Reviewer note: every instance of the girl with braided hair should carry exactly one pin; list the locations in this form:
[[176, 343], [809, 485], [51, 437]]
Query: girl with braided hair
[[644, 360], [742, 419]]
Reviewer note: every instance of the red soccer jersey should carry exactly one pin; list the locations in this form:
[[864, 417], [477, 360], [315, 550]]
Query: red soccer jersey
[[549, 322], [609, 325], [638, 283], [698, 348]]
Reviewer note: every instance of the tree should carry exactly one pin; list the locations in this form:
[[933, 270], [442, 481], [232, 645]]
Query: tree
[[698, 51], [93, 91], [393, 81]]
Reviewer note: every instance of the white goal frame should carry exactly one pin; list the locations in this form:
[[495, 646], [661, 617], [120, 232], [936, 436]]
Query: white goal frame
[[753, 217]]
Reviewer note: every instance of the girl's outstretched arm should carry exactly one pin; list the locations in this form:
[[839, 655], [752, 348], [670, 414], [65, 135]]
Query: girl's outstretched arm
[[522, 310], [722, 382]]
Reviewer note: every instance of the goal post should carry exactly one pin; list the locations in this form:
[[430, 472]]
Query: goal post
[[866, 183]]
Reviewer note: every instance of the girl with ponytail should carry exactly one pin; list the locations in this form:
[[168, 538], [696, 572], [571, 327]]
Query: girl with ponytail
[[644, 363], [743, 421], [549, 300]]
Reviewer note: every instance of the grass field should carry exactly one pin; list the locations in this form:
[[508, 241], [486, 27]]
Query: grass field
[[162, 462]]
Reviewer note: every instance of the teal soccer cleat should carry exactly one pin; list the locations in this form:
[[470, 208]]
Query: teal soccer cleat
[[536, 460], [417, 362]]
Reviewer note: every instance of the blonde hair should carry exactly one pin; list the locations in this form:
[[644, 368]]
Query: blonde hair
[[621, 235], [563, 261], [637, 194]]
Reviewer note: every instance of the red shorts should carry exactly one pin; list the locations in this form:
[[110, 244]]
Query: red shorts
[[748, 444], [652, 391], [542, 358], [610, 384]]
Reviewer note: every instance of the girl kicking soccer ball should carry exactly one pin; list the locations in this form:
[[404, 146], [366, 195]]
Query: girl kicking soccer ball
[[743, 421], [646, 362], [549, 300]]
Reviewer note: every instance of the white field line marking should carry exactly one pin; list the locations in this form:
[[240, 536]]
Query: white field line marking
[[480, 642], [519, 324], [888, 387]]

_____

| PROBLEM DETAILS |
The entries are to be duplicated exactly, with nothing changed.

| RESULT OF THIS TASK |
Reviewer note: every instance of the girl with braided hair should carry exactly one pin; list the locations in this form:
[[176, 343], [809, 485], [51, 437]]
Query: girl with braided hair
[[644, 360], [742, 419]]
Reviewer note: every instance of the red soccer jersey should carry exactly one pin; list the locations in this form:
[[864, 417], [477, 360], [315, 550]]
Query: red soccer jersey
[[549, 322], [609, 325], [638, 283], [698, 348]]
Reviewer note: every instance of the tree should carry exactly one pin; list the locations in this form:
[[933, 270], [442, 481], [232, 645]]
Query: tree
[[698, 51], [93, 91], [393, 81]]
Reviewer note: every instance of the white goal frame should carry exactly one pin; list the locations in this form:
[[495, 646], [661, 617], [120, 232], [936, 436]]
Query: white goal frame
[[753, 217]]
Reviewer note: every instance of the girl's outstretched arm should carry exactly one pin; list the locations in this form:
[[839, 655], [752, 348], [670, 414], [65, 135]]
Query: girl's outstretched arm
[[522, 310], [722, 382]]
Reviewer note: every instance of the goal post should carry exactly one pin; list the locations in this form:
[[430, 472]]
Query: goal post
[[866, 183]]
Reviewer note: every instance of the girl with ponytail should carry exactly one pin; list the locations in this form:
[[168, 538], [696, 572], [571, 327]]
Query: girl with ponytail
[[644, 363], [743, 421], [549, 300]]
Reviewer note: every instance of the grass field should carry exactly one pin; list the locations in this form:
[[508, 241], [486, 27]]
Query: grass field
[[162, 462]]
Reviewer note: every instance of the teal soccer cleat should carry exactly one pin; list the locations in this form:
[[470, 208]]
Query: teal soccer cleat
[[536, 460], [417, 362]]
Reviewer note: every instance of the blonde hair should carry exactly one pin; list the locations in this form:
[[644, 368]]
Query: blonde hair
[[621, 235], [563, 261], [637, 194]]
Reviewer note: every instance of the red shorts should carry exactly one pin; list the locations in this form:
[[110, 244]]
Query: red shorts
[[748, 444], [652, 391], [542, 358], [610, 384]]
Reviewer note: every instance of the girl kicking soccer ball should carry exactly one pin; list the locations in this form:
[[404, 146], [366, 195]]
Query: girl kicking soccer ball
[[743, 421], [646, 362], [549, 300]]
Reviewer note: every instance of the white field line marking should carry exactly one pin; list the locations in this form:
[[240, 536]]
Query: white field line marking
[[480, 642], [519, 324], [888, 387]]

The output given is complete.